[Dataset rows start]
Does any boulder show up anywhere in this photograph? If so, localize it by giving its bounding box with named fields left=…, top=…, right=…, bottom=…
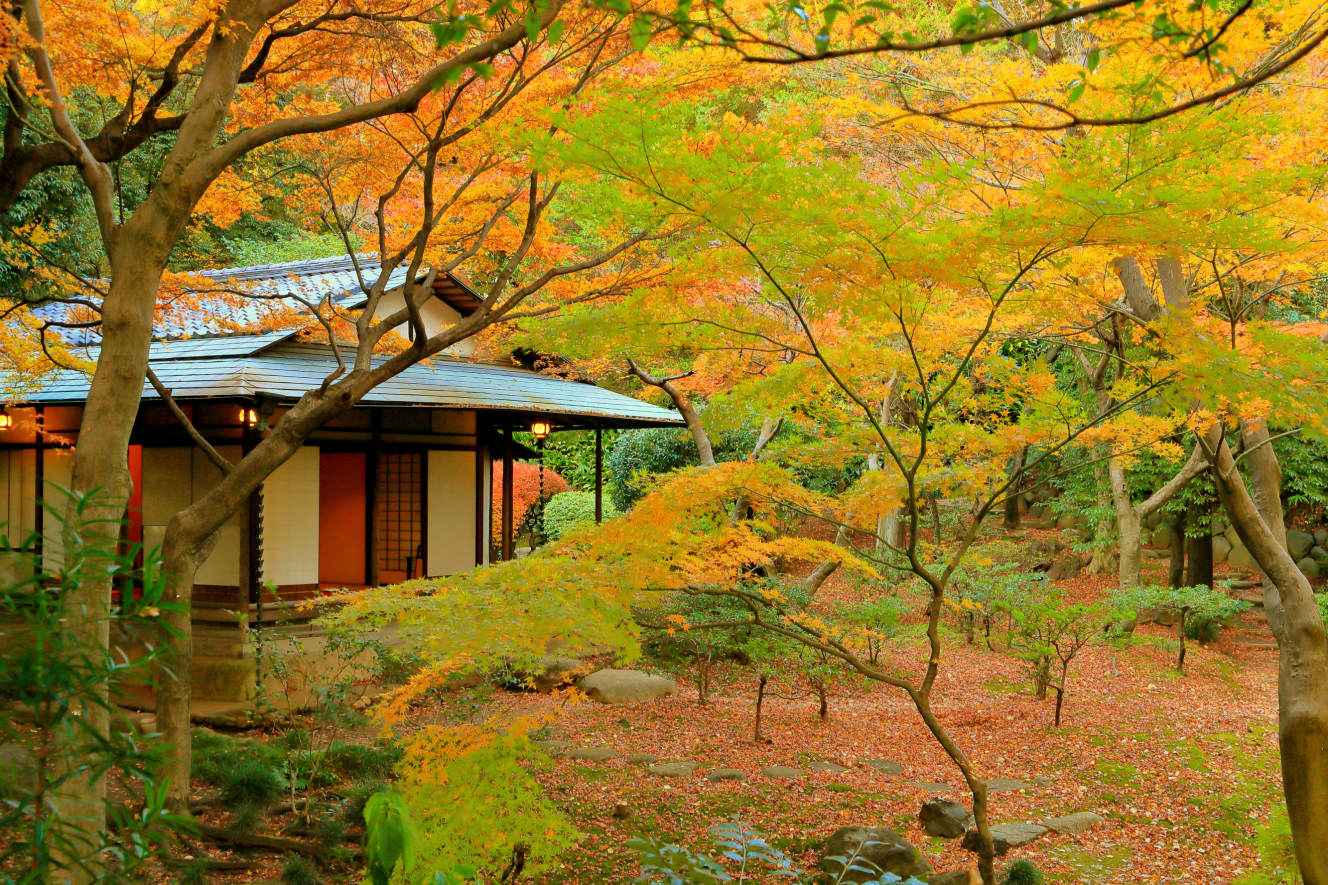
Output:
left=1019, top=538, right=1066, bottom=571
left=918, top=799, right=973, bottom=838
left=578, top=670, right=677, bottom=704
left=1227, top=543, right=1259, bottom=569
left=963, top=824, right=1046, bottom=854
left=0, top=743, right=37, bottom=796
left=818, top=825, right=931, bottom=884
left=1046, top=553, right=1085, bottom=581
left=1042, top=812, right=1105, bottom=836
left=1287, top=529, right=1315, bottom=559
left=705, top=768, right=746, bottom=781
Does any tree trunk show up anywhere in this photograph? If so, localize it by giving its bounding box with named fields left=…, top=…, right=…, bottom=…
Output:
left=1204, top=424, right=1328, bottom=885
left=1185, top=510, right=1212, bottom=587
left=1004, top=445, right=1028, bottom=529
left=753, top=674, right=770, bottom=744
left=56, top=248, right=165, bottom=882
left=1166, top=510, right=1187, bottom=587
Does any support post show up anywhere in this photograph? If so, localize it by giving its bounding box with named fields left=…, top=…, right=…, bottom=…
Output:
left=502, top=425, right=514, bottom=562
left=595, top=427, right=604, bottom=525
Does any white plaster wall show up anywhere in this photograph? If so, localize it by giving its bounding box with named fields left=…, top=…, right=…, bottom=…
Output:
left=374, top=290, right=475, bottom=356
left=262, top=445, right=319, bottom=586
left=142, top=445, right=244, bottom=587
left=428, top=450, right=477, bottom=577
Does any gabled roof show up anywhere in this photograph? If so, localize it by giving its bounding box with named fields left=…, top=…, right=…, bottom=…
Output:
left=21, top=334, right=683, bottom=427
left=33, top=254, right=482, bottom=344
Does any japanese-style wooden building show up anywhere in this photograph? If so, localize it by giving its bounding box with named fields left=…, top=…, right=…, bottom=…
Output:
left=0, top=256, right=681, bottom=696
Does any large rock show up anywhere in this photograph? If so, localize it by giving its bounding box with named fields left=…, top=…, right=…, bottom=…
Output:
left=578, top=670, right=677, bottom=704
left=1042, top=812, right=1104, bottom=836
left=819, top=825, right=931, bottom=884
left=1287, top=529, right=1315, bottom=559
left=0, top=743, right=37, bottom=797
left=1227, top=543, right=1259, bottom=569
left=918, top=799, right=973, bottom=838
left=963, top=824, right=1046, bottom=854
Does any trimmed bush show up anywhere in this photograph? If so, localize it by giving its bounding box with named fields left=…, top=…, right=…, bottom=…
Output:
left=544, top=492, right=619, bottom=541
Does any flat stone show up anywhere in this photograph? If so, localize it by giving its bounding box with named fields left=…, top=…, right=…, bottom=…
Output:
left=807, top=759, right=849, bottom=775
left=576, top=670, right=677, bottom=704
left=1042, top=812, right=1105, bottom=836
left=645, top=761, right=696, bottom=777
left=705, top=768, right=746, bottom=781
left=862, top=759, right=904, bottom=775
left=761, top=765, right=806, bottom=780
left=563, top=747, right=618, bottom=761
left=963, top=824, right=1046, bottom=854
left=918, top=799, right=973, bottom=838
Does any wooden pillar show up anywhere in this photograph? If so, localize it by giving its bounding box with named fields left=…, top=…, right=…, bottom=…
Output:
left=364, top=409, right=382, bottom=587
left=595, top=427, right=604, bottom=524
left=33, top=405, right=44, bottom=574
left=502, top=427, right=514, bottom=562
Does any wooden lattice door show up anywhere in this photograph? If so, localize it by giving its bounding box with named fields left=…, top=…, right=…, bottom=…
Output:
left=374, top=452, right=424, bottom=583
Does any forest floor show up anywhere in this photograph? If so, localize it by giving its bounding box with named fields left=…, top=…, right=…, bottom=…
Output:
left=499, top=558, right=1280, bottom=882
left=140, top=532, right=1280, bottom=885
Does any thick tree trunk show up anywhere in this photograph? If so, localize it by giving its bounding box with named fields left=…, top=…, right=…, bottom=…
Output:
left=1204, top=425, right=1328, bottom=885
left=55, top=250, right=165, bottom=882
left=1185, top=512, right=1212, bottom=587
left=1166, top=512, right=1187, bottom=587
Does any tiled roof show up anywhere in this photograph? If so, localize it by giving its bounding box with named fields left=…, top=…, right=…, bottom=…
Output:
left=23, top=334, right=683, bottom=425
left=33, top=254, right=479, bottom=344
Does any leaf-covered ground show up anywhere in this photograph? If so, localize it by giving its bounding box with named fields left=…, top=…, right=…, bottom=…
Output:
left=489, top=560, right=1279, bottom=882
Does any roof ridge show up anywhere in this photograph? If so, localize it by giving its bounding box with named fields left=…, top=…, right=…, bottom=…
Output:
left=194, top=252, right=378, bottom=279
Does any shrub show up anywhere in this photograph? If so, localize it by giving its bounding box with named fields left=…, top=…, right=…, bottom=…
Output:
left=544, top=492, right=619, bottom=541
left=218, top=759, right=287, bottom=808
left=193, top=728, right=283, bottom=787
left=1004, top=857, right=1042, bottom=885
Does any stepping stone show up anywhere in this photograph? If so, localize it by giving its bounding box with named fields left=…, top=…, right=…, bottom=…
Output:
left=623, top=753, right=660, bottom=765
left=705, top=768, right=746, bottom=783
left=563, top=747, right=618, bottom=761
left=807, top=759, right=849, bottom=775
left=963, top=824, right=1046, bottom=854
left=761, top=765, right=806, bottom=780
left=1042, top=812, right=1105, bottom=836
left=645, top=761, right=696, bottom=777
left=862, top=759, right=904, bottom=775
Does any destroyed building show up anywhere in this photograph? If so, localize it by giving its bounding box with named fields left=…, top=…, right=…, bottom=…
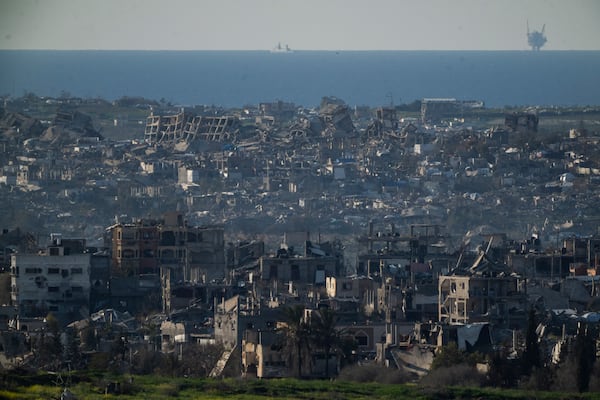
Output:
left=144, top=109, right=239, bottom=144
left=438, top=250, right=527, bottom=329
left=504, top=113, right=540, bottom=132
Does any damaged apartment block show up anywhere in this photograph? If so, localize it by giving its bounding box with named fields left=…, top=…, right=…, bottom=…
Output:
left=144, top=109, right=239, bottom=144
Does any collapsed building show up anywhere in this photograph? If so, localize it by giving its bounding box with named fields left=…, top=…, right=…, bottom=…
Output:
left=144, top=109, right=239, bottom=144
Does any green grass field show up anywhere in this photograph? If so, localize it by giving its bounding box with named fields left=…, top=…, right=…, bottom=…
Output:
left=0, top=373, right=600, bottom=400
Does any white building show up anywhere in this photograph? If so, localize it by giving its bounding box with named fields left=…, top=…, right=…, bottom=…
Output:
left=11, top=253, right=91, bottom=318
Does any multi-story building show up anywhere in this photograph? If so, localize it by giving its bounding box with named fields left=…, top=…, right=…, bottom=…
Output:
left=108, top=212, right=225, bottom=283
left=11, top=236, right=91, bottom=321
left=438, top=275, right=526, bottom=327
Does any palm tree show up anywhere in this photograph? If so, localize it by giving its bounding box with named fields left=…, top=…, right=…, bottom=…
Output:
left=311, top=307, right=342, bottom=378
left=282, top=304, right=310, bottom=377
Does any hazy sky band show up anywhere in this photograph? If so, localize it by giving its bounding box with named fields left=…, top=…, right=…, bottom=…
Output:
left=0, top=0, right=600, bottom=50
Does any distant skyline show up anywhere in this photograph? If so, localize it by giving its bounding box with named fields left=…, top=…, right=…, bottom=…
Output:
left=0, top=0, right=600, bottom=50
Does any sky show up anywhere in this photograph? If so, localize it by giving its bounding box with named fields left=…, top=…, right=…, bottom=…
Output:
left=0, top=0, right=600, bottom=51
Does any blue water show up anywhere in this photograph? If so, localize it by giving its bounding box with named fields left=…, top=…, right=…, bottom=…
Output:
left=0, top=50, right=600, bottom=107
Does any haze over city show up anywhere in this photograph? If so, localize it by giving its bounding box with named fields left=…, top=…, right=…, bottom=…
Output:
left=0, top=0, right=600, bottom=50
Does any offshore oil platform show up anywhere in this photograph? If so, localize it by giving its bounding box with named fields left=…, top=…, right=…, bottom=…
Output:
left=527, top=21, right=547, bottom=51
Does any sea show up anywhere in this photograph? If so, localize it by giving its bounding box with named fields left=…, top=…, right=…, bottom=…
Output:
left=0, top=50, right=600, bottom=107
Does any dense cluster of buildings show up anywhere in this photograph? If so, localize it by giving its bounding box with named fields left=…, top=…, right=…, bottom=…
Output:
left=0, top=94, right=600, bottom=377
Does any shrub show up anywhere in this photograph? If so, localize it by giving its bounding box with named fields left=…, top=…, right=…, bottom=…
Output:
left=419, top=364, right=485, bottom=389
left=338, top=364, right=415, bottom=383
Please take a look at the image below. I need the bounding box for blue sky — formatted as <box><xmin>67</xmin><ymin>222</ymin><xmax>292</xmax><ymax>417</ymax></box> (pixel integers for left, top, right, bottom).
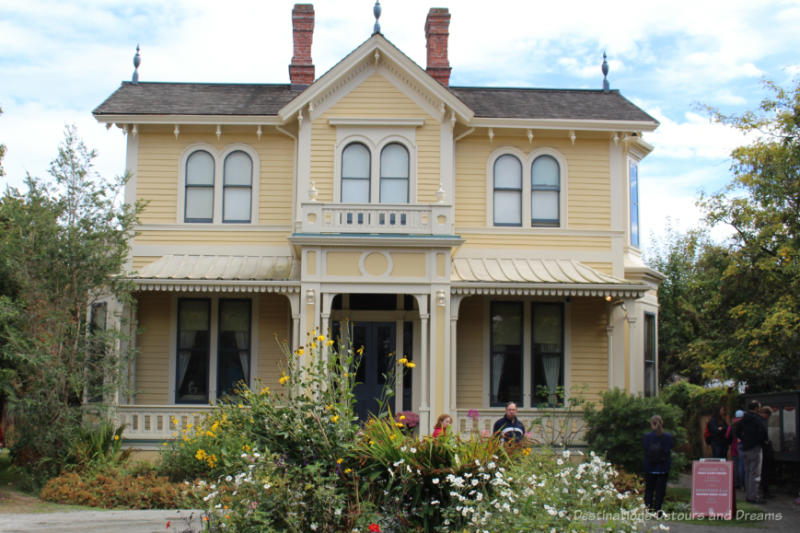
[Dataset rows end]
Goal
Reproduce the rows verbatim from their start through the line containing "left=1166, top=510, right=1187, bottom=587", inclusive, and omit the pictures.

Full solution
Does any boulder show up anywhere in this photograph? If so, localize it by giving its bounding box with named fields left=…, top=…, right=…, bottom=…
Output:
left=1019, top=538, right=1066, bottom=571
left=918, top=799, right=973, bottom=838
left=578, top=670, right=677, bottom=704
left=1227, top=543, right=1259, bottom=569
left=963, top=824, right=1046, bottom=854
left=0, top=743, right=37, bottom=796
left=818, top=825, right=931, bottom=884
left=1046, top=553, right=1085, bottom=581
left=1042, top=812, right=1105, bottom=836
left=1287, top=529, right=1315, bottom=559
left=705, top=768, right=746, bottom=781
Does any tree trunk show up anywhere in this photograph? If so, localize it by giving its bounding box with named fields left=…, top=…, right=…, bottom=…
Output:
left=1204, top=424, right=1328, bottom=885
left=1185, top=510, right=1212, bottom=587
left=1004, top=445, right=1028, bottom=529
left=753, top=674, right=770, bottom=744
left=56, top=248, right=165, bottom=882
left=1166, top=510, right=1187, bottom=587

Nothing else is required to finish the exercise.